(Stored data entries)
#####

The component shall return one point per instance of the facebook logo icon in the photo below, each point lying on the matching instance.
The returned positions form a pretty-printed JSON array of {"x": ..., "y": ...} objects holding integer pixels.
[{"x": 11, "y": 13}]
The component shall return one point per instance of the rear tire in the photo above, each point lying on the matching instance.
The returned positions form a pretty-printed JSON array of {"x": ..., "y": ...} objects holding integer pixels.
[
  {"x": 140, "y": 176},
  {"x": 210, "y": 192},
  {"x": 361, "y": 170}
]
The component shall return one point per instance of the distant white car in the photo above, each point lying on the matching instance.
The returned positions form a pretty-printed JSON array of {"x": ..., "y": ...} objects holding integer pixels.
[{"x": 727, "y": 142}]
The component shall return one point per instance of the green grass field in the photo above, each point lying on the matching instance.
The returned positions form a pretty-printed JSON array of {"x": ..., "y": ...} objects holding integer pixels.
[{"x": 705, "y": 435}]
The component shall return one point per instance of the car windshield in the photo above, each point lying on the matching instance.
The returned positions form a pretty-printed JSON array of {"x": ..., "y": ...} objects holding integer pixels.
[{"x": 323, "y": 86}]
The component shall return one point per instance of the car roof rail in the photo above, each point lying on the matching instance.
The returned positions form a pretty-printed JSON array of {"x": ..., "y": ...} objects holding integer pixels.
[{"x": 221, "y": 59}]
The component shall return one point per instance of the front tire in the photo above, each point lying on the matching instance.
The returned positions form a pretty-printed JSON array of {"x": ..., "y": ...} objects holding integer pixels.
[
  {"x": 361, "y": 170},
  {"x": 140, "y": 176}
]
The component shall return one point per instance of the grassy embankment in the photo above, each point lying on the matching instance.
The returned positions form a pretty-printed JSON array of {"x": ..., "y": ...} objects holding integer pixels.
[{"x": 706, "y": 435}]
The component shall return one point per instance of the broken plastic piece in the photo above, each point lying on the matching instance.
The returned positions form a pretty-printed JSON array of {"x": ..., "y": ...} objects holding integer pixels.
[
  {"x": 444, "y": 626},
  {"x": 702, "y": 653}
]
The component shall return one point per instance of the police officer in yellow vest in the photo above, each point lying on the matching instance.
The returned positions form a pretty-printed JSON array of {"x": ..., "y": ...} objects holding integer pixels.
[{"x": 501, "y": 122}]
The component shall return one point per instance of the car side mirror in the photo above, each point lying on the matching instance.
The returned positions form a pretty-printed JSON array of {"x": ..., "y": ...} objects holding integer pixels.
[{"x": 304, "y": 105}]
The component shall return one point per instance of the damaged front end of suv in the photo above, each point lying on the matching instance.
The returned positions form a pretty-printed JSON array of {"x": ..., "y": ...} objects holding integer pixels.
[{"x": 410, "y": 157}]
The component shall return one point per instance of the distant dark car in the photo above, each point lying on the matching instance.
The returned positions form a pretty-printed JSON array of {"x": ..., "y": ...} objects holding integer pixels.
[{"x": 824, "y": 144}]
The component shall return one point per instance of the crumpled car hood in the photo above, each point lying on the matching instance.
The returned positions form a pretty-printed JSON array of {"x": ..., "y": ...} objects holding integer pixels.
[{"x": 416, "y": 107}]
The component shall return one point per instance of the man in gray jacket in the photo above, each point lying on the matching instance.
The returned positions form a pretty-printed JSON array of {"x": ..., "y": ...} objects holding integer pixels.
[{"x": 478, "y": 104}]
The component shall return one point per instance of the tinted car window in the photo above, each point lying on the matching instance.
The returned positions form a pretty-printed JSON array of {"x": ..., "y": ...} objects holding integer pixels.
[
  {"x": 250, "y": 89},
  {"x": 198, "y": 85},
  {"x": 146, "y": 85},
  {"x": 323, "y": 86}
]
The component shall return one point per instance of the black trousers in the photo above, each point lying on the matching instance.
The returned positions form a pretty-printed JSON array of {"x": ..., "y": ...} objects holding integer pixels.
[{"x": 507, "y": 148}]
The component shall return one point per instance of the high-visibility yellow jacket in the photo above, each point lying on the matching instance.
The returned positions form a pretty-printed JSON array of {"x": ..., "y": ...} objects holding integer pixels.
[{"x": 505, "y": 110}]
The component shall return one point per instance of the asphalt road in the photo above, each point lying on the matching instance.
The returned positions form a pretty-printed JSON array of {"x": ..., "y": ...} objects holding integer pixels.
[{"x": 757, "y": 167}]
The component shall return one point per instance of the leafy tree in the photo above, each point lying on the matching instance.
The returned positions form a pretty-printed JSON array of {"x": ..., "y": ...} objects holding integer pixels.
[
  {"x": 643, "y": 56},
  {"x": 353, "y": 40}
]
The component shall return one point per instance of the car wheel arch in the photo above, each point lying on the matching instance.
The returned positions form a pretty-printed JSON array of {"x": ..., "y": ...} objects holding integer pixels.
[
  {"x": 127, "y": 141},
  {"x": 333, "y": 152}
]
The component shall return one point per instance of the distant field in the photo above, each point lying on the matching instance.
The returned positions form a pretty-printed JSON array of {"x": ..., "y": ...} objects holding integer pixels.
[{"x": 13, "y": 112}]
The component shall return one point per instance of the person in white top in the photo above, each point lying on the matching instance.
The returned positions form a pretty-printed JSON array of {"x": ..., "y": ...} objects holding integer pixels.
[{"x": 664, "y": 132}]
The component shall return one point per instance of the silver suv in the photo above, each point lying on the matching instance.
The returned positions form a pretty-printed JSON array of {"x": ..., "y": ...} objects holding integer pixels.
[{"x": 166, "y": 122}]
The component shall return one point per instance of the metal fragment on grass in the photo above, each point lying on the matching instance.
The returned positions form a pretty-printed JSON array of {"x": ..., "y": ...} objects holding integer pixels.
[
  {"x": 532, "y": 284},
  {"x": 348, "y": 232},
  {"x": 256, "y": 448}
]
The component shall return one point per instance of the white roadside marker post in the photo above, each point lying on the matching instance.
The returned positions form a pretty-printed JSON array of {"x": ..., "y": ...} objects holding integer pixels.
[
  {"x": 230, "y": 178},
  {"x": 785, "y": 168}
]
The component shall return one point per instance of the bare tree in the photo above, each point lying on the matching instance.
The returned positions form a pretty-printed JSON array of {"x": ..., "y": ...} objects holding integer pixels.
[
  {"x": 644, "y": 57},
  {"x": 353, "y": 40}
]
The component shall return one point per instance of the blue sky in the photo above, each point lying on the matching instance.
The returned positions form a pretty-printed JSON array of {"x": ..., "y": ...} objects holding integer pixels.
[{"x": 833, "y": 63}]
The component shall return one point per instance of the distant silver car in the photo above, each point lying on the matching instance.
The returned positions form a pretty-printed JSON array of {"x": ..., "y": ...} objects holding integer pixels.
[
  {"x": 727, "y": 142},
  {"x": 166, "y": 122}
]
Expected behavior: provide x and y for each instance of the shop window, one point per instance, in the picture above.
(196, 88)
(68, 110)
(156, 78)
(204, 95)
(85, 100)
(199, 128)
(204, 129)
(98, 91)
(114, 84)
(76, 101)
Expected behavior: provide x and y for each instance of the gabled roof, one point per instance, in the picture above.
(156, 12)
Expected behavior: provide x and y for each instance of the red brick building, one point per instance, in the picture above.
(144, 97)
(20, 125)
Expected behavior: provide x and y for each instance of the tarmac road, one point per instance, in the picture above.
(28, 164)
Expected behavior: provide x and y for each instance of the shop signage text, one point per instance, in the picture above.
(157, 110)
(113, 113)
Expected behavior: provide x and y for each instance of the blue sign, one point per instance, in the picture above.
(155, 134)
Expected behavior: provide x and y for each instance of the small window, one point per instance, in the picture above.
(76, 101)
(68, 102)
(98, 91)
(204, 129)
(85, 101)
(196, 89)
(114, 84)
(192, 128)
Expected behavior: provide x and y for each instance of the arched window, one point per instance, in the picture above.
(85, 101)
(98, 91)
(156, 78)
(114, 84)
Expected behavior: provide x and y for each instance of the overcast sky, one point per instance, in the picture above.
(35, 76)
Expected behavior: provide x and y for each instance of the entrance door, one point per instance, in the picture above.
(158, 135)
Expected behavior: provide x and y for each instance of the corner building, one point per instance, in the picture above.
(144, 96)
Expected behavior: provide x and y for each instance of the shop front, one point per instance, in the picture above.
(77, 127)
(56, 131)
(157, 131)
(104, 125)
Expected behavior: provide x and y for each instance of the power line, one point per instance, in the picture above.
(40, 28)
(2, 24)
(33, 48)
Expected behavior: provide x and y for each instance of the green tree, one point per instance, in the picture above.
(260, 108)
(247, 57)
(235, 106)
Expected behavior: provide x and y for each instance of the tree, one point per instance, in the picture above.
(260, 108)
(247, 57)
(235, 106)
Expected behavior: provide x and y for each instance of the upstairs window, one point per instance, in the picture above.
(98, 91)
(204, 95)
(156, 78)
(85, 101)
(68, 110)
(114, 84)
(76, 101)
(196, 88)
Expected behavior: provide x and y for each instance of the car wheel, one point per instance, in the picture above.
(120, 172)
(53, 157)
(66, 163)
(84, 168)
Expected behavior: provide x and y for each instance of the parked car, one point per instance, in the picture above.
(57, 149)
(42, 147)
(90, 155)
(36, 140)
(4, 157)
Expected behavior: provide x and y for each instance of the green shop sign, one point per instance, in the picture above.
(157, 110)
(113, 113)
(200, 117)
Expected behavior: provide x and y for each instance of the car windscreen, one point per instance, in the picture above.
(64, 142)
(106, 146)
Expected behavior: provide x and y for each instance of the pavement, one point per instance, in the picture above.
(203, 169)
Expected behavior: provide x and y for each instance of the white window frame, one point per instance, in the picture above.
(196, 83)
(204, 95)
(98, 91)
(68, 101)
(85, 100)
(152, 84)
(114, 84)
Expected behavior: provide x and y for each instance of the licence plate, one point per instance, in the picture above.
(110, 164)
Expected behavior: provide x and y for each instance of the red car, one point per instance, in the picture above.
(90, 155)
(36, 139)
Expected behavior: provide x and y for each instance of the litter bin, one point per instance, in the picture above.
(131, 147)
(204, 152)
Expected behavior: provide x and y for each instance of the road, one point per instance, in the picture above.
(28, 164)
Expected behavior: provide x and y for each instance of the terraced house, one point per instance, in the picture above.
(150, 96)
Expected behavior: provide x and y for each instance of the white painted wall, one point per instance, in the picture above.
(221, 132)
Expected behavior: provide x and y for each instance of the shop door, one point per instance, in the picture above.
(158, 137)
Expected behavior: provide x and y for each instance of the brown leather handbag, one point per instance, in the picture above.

#####

• Exercise objective: The answer should be an exact copy of the lines from the first line of the data through the line with "The component shall return one point per instance of the rear" and should contain nothing else.

• Answer box:
The component shall return one point per instance of the facebook logo icon in the photo below, each point lying on the matching instance.
The returned positions form a pretty-printed JSON array of {"x": ..., "y": ...} objects holding integer pixels.
[{"x": 11, "y": 13}]
The component shall return one point per instance of the rear tire in the photo above, each point lying on the matching instance.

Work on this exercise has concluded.